### Written problem
Update the entries below by writing them out again with "top-left corner" changed to "upper-left corner" and every other part left as it is.

### Records for this task
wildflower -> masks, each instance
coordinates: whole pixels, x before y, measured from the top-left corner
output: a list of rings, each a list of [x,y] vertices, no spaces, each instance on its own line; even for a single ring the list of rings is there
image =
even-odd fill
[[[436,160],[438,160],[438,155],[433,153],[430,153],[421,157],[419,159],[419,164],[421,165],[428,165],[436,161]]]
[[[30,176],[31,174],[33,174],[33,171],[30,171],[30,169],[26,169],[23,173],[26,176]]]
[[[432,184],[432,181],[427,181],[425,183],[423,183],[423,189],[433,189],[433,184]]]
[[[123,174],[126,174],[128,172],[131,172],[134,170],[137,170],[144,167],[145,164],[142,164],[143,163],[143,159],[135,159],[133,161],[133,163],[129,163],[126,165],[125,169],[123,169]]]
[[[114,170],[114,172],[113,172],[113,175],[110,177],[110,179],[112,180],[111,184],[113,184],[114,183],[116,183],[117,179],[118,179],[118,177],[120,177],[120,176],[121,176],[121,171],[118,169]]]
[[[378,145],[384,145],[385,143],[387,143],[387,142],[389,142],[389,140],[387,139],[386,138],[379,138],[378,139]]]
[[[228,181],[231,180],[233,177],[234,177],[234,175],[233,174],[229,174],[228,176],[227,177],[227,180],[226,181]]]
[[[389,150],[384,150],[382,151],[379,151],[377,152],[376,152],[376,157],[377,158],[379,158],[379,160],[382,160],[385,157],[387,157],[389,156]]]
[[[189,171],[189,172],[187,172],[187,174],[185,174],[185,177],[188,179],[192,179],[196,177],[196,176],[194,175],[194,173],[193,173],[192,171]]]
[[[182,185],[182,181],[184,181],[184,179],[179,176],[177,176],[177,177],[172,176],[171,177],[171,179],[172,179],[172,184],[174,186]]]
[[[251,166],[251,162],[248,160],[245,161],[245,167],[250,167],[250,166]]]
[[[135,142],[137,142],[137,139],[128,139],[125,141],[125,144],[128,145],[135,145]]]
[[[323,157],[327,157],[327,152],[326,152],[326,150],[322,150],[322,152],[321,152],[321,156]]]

### Written response
wildflower -> masks, each instance
coordinates: whole pixels, x before y, measured from the upper-left corner
output: a list of rings, each a list of [x,y] vertices, no spaces, each instance on its own line; even for a single ring the list of rings is there
image =
even-odd fill
[[[436,160],[438,160],[438,155],[433,153],[430,153],[421,157],[419,159],[419,164],[421,165],[428,165],[436,161]]]
[[[30,176],[31,174],[33,174],[33,171],[30,171],[30,169],[26,169],[23,173],[26,176]]]
[[[432,184],[432,181],[427,181],[425,183],[423,183],[423,189],[433,189],[433,184]]]
[[[123,174],[126,174],[128,172],[131,172],[134,170],[137,170],[144,167],[145,164],[142,164],[143,163],[143,159],[135,159],[133,161],[133,163],[129,163],[126,165],[125,169],[123,169]]]
[[[114,170],[114,172],[113,172],[113,175],[110,177],[110,179],[112,180],[111,184],[113,184],[114,183],[116,183],[117,179],[118,179],[118,177],[120,177],[120,176],[121,176],[121,171],[118,169]]]
[[[378,145],[384,145],[385,143],[387,143],[387,142],[389,142],[389,140],[387,139],[386,138],[379,138],[378,139]]]
[[[228,181],[231,180],[233,177],[234,177],[234,175],[233,174],[229,174],[228,176],[227,177],[227,180],[226,181]]]
[[[389,150],[384,150],[382,151],[379,151],[377,152],[376,152],[376,157],[377,158],[379,158],[379,160],[382,160],[385,157],[387,157],[389,156]]]
[[[189,171],[189,172],[187,172],[187,174],[185,174],[185,177],[188,179],[192,179],[196,177],[196,176],[194,175],[194,173],[193,173],[192,171]]]
[[[182,185],[182,181],[184,181],[184,179],[179,176],[177,176],[177,177],[172,176],[171,177],[171,179],[172,179],[172,184],[174,186]]]
[[[251,166],[251,162],[248,160],[245,161],[245,167],[250,167],[250,166]]]
[[[135,142],[137,142],[137,139],[128,139],[125,141],[125,144],[128,145],[135,145]]]
[[[323,157],[327,157],[327,152],[326,152],[326,150],[322,150],[322,152],[321,152],[321,156]]]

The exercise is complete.